#### Entries provided ####

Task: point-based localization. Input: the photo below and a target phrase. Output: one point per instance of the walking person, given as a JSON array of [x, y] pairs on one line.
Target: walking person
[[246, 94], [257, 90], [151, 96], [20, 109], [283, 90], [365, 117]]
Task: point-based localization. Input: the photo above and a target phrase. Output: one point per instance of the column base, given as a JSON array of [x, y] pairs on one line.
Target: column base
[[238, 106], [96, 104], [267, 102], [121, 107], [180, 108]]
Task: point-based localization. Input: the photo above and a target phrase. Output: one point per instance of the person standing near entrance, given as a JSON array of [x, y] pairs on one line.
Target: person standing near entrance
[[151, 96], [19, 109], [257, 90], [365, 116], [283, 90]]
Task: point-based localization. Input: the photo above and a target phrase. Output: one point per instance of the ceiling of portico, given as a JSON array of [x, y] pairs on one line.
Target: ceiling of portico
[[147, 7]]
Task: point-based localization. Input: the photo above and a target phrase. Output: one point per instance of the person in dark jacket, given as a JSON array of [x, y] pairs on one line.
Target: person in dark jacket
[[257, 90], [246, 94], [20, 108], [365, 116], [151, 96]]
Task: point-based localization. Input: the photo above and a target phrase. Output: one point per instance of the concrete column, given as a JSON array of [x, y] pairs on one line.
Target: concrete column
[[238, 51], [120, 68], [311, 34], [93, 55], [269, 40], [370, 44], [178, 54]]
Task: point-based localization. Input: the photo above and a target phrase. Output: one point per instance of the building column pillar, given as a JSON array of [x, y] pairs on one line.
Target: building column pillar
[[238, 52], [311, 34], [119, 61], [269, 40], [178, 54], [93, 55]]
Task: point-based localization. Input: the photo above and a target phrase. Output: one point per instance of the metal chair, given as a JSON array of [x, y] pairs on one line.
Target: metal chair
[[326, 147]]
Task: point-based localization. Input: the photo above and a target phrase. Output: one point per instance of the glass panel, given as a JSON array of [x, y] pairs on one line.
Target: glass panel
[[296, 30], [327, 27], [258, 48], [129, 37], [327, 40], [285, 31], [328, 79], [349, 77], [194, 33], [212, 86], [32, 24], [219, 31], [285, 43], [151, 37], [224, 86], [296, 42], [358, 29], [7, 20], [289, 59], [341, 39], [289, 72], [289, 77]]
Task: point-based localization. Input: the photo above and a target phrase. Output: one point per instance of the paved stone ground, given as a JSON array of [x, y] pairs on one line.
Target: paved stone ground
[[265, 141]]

####

■ Your objective
Transcribe the data in full, matching every line exactly.

■ Exercise answer
Task: point-based localization. Input: the photo below and a target phrase. Output: one point per instance of the walking person, given as a JSON array of [x, y] pairs on one line.
Target: walking person
[[246, 94], [257, 90], [151, 96], [20, 109], [283, 90], [365, 117]]
Task: point-based localization. Input: the photo above and a target phrase. Output: one point per instance of the column base, given as a JSON array of [x, y] pairs on one line.
Target: column base
[[238, 106], [96, 104], [267, 102], [121, 107], [180, 108]]
Task: point-based localization. Input: the photo above and a target phrase. Output: one point per instance of the person standing near entrance, given as a JSON array of [x, y] pairs on one line.
Target: person standing near entrance
[[151, 96], [19, 109], [257, 90], [365, 116], [283, 90]]
Task: point-based localization. Input: the photo above and a target phrase. Output: one point per instance of the ceiling of portico, given as a JSON array of [x, y] pairs on one line.
Target: ceiling of portico
[[147, 7]]
Task: point-based localization. Input: the photo above and a target phrase. Output: one point per instance of the person in dark jacket, given as a JSON array of [x, y] pairs on one line.
Target: person in dark jacket
[[257, 90], [246, 94], [20, 108], [365, 116], [151, 96]]
Task: point-based localization. Input: the photo above and a target phrase. Output: one point per instance of the concrete column, given as a JSON array of [x, y] pairs on one line.
Target: concrete column
[[238, 51], [120, 68], [311, 34], [93, 55], [269, 40], [370, 44], [178, 54]]
Task: point-based localization. Input: the photo above and a target phrase. Output: one point per instance of the building column pillar, given as a JSON array of [x, y] pairs on one line.
Target: building column pillar
[[238, 52], [311, 34], [119, 61], [269, 40], [178, 54], [93, 55]]
Task: point-based localization. Input: the photo above and a target phrase. Output: one point per instance of the metal chair, given as a JSON array of [x, y] pairs on one line.
Target: metal chair
[[326, 147]]
Task: point-based localization. Input: the photo above and a target phrase. Output: one point per instance of the glass panel, given as a JSON array of [x, y] pairs on one line.
Target: glass panel
[[296, 30], [327, 27], [258, 48], [129, 37], [327, 40], [285, 31], [328, 79], [349, 77], [194, 33], [212, 86], [32, 24], [219, 31], [285, 43], [151, 37], [224, 86], [296, 42], [358, 29], [7, 20], [289, 59], [341, 39], [289, 72], [289, 77]]
Task: point-based localization. Input: the photo above and a target phrase. Output: one point per instance of the paved stone ground, given as a JSON array of [x, y] pairs on one line.
Target: paved stone ground
[[265, 141]]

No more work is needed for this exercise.